__Brief__: Every line from the one with "Expected output: the position of each instance of the overcast" to the end of the data needs to be copied exactly, and no line before it.

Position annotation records

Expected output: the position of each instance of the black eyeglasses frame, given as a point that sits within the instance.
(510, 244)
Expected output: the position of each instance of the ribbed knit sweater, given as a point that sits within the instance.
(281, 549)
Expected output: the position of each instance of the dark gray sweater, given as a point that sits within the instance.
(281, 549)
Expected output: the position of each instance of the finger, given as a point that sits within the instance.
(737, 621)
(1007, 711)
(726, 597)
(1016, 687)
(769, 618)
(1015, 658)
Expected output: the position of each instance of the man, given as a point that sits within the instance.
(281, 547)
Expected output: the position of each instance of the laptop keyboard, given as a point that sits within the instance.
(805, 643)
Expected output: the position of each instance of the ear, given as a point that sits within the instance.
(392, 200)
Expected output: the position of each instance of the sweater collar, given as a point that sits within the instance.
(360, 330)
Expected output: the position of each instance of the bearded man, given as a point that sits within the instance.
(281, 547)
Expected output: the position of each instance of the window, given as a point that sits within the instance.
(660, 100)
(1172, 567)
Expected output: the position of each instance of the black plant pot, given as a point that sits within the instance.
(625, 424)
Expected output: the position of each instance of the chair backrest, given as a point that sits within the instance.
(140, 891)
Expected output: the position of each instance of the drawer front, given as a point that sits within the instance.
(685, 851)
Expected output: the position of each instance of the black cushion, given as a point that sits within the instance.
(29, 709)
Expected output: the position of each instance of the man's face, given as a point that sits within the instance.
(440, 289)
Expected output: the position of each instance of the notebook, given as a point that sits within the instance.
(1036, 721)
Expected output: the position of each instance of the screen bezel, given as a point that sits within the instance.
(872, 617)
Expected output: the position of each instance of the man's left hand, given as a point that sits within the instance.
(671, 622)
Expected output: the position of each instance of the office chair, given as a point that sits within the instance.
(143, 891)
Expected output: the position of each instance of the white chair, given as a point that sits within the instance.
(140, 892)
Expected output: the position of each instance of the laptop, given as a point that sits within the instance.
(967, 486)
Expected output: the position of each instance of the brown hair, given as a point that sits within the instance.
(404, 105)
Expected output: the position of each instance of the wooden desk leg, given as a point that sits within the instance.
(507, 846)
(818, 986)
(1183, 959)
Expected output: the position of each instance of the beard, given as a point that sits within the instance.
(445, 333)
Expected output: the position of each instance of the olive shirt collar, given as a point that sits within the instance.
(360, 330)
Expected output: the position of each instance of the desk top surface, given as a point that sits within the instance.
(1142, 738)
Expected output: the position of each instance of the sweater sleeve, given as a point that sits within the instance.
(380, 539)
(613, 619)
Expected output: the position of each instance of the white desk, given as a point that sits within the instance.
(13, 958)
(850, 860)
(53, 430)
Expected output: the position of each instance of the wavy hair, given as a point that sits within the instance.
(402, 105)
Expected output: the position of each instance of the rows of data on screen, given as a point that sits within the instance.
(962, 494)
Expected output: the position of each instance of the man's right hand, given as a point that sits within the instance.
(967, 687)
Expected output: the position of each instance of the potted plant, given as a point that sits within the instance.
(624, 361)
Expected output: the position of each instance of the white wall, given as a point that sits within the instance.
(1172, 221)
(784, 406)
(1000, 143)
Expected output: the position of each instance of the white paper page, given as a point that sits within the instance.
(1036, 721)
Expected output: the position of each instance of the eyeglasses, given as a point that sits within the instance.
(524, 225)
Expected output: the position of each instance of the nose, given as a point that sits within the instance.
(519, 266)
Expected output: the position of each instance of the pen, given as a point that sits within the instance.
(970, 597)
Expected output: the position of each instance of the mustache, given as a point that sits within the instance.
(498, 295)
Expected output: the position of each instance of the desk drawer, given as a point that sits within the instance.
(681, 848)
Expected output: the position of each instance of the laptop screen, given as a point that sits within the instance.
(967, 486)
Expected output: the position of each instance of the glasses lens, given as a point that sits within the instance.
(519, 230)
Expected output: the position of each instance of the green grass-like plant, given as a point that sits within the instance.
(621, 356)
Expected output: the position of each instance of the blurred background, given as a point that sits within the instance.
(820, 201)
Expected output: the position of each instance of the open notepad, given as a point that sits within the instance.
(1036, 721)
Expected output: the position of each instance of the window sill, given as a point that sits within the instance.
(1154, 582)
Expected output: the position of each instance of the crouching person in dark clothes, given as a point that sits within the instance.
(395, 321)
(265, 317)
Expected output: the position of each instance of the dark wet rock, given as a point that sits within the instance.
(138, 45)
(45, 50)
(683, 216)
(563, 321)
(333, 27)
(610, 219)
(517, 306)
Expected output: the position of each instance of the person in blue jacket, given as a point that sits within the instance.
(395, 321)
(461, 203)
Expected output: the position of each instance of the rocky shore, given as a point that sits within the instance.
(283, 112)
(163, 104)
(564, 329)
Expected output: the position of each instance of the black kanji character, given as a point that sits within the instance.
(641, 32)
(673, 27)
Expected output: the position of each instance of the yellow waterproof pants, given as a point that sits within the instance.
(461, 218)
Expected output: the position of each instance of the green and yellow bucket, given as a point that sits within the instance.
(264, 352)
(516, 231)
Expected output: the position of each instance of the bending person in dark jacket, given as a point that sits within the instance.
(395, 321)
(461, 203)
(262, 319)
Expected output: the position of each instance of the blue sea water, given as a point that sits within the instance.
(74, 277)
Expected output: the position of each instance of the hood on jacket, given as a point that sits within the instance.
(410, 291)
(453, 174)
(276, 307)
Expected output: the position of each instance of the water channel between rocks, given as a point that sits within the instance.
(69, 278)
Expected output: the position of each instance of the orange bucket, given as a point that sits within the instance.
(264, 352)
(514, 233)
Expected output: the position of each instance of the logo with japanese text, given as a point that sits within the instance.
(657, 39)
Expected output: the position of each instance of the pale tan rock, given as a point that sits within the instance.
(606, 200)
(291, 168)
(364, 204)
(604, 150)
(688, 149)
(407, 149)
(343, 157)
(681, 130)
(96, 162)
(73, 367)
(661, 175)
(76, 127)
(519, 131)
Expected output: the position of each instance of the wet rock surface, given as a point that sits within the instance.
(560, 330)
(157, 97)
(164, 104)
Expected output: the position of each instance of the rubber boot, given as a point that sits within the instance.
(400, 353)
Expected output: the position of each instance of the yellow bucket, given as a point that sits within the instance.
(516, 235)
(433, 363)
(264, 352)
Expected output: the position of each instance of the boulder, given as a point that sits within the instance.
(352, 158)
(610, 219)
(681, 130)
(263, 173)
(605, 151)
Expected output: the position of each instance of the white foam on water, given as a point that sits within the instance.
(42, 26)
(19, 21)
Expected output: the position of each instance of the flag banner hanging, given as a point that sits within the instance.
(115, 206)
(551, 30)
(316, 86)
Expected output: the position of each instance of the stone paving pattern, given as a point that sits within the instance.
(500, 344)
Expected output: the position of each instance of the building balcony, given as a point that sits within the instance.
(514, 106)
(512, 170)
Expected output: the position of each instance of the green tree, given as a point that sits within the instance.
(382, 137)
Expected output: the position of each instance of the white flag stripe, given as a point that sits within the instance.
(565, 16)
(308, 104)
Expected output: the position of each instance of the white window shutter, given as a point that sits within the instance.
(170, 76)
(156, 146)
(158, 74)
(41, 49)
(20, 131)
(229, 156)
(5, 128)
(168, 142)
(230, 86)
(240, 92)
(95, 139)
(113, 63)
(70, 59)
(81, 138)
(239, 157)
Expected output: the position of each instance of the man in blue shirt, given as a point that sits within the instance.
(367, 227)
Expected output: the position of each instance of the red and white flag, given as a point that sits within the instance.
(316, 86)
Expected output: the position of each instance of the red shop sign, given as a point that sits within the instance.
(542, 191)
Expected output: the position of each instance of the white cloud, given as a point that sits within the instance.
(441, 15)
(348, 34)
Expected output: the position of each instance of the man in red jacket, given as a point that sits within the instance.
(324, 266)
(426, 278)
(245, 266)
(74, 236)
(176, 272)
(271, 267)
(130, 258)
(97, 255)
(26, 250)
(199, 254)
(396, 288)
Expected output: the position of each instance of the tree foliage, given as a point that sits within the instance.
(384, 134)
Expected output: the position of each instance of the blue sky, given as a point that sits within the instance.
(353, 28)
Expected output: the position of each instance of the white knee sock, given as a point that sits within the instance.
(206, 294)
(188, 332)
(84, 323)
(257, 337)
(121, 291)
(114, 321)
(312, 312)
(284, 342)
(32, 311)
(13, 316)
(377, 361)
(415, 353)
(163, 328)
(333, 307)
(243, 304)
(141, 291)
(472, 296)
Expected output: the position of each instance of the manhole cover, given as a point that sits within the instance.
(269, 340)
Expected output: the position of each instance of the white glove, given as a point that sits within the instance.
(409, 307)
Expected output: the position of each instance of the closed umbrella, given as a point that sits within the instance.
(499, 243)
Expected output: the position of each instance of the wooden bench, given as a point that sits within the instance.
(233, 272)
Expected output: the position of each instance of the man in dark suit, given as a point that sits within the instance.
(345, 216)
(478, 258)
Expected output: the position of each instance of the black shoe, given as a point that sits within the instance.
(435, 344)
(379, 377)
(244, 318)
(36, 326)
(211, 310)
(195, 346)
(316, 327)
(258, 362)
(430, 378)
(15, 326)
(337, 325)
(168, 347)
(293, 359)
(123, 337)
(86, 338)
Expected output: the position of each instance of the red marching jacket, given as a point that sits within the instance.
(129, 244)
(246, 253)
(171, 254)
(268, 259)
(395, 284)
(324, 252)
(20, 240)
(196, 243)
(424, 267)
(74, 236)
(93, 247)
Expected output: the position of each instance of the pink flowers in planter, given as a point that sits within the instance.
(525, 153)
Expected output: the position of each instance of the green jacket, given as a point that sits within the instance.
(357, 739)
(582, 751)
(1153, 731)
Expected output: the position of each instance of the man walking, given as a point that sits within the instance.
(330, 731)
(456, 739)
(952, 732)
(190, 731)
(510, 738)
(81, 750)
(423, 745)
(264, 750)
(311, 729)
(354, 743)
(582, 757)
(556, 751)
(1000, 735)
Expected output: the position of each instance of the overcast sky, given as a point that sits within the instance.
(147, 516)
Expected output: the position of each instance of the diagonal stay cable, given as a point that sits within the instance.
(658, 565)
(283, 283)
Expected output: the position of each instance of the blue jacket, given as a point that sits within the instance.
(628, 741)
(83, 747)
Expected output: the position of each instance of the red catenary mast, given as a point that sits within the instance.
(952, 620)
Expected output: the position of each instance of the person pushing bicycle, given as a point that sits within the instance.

__Expected answer__:
Expected output: the position of each instance of the overcast sky, given as a point that sits within the instance.
(147, 516)
Expected output: the position of each instance of the diagonal stay cable, given as a point that sits within the instance.
(658, 565)
(283, 283)
Expected output: the position of each instance of the blue jacket, given as a point that sits within the instance.
(628, 741)
(83, 747)
Expected output: the position of each instance of the red catenary mast, given as a point that sits within the instance.
(952, 620)
Expected output: the position of each instance of the person pushing bicycle, given as a point that sits within the instance.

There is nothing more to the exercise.